- _Prompt_
Rewrite all the rows below as a numbered list, skipping any blank lines. Leave the pictures out of the list.

- _Data listing_
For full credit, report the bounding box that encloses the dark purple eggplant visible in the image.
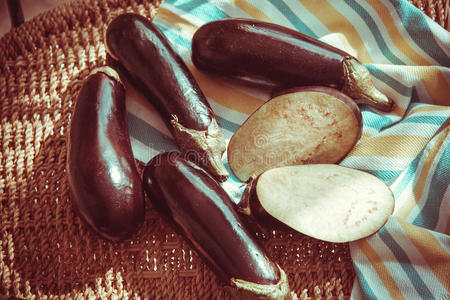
[192,19,394,111]
[67,67,145,240]
[143,152,295,299]
[105,14,228,181]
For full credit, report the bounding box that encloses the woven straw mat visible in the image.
[0,0,440,299]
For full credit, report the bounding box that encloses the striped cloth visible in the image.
[124,0,450,299]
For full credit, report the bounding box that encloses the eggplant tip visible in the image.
[170,116,229,182]
[230,264,298,300]
[342,57,394,111]
[89,66,123,85]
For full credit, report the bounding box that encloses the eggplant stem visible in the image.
[342,57,394,111]
[89,66,124,85]
[230,264,298,300]
[170,115,229,182]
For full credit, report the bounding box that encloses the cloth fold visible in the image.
[122,0,450,299]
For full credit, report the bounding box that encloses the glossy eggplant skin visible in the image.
[191,19,394,111]
[192,19,349,90]
[143,152,280,284]
[105,13,228,181]
[105,13,212,130]
[67,71,145,241]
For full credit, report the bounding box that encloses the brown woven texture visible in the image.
[0,0,441,299]
[408,0,450,30]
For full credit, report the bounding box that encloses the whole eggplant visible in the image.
[105,13,228,181]
[143,152,295,299]
[192,19,393,111]
[67,68,144,240]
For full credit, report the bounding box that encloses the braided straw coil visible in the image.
[18,0,448,299]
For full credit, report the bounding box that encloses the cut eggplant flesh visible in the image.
[252,164,394,242]
[228,87,362,181]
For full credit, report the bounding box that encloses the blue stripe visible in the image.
[389,0,450,67]
[361,107,392,131]
[365,170,402,185]
[365,64,412,97]
[270,0,318,38]
[402,116,448,126]
[162,0,229,22]
[411,86,421,104]
[378,227,433,299]
[353,263,378,300]
[154,18,191,49]
[392,150,424,199]
[345,0,405,65]
[412,137,450,230]
[127,113,178,152]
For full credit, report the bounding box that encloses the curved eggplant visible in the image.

- _Result of the task_
1. For full credit, report the bounding box that encloses the dark purple eggplant visible in the image.
2. [192,19,394,111]
3. [67,67,145,240]
4. [143,152,295,299]
5. [105,14,228,181]
6. For full credit, report the bounding box that encloses the woven straw mat visible in the image.
7. [0,0,440,299]
8. For full credit, report the bounding box that encloses the striped cloth visible in the image.
9. [124,0,450,299]
10. For full credit, report the bounding box that encloses the eggplant tip visible in the image.
11. [170,116,229,182]
12. [230,264,298,300]
13. [342,57,394,111]
14. [89,66,123,85]
15. For full credit, report the bounding box that encloses the eggplant stem visible in the image.
16. [342,57,394,111]
17. [89,66,124,85]
18. [230,264,298,300]
19. [170,115,229,182]
20. For full credit, report the bounding box that encloses the cloth fold visible in the image.
21. [122,0,450,299]
22. For full credit, report the bounding box that encloses the glossy eggplant skin visible in the image.
23. [191,19,394,111]
24. [192,19,349,90]
25. [143,152,280,284]
26. [105,13,228,181]
27. [105,13,212,130]
28. [67,71,145,241]
29. For full credit, report the bounding box that encloses the brown woven texture visible in the image.
30. [0,0,441,299]
31. [408,0,450,30]
32. For full credit, report the bounding box that encloses the whole eggplant visible in the image.
33. [105,13,228,181]
34. [143,152,295,299]
35. [192,19,393,111]
36. [67,68,144,240]
37. For full credit, report the bounding box that encloses the braided straw coil visible in the image.
38. [18,0,448,299]
39. For full credit, report the bounding box that encloses the cut eggplant flesh visible in the image.
40. [252,164,394,242]
41. [228,87,362,181]
42. For full credit, report the bounding box that encloses the blue stripe visible in the image.
43. [389,0,450,67]
44. [361,107,392,131]
45. [365,170,402,185]
46. [365,64,412,97]
47. [270,0,318,38]
48. [402,116,448,126]
49. [162,0,229,22]
50. [411,86,421,104]
51. [378,227,433,299]
52. [353,263,378,300]
53. [154,18,191,49]
54. [392,150,424,199]
55. [345,0,405,65]
56. [412,137,450,230]
57. [127,113,178,152]
58. For full credit, report the bounding box that encloses the curved eggplant visible in the image.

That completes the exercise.